WORK ORDER: Repeat the entries exactly, keeping every line as it is.

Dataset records
=-=-=
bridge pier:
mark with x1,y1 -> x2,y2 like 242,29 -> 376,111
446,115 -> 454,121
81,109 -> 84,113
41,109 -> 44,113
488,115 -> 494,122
=-=-=
RESULT OF THE TASK:
bridge pier:
mark with x1,y1 -> x2,y2 like 242,29 -> 376,111
446,115 -> 454,121
81,109 -> 84,113
41,109 -> 44,113
488,115 -> 494,122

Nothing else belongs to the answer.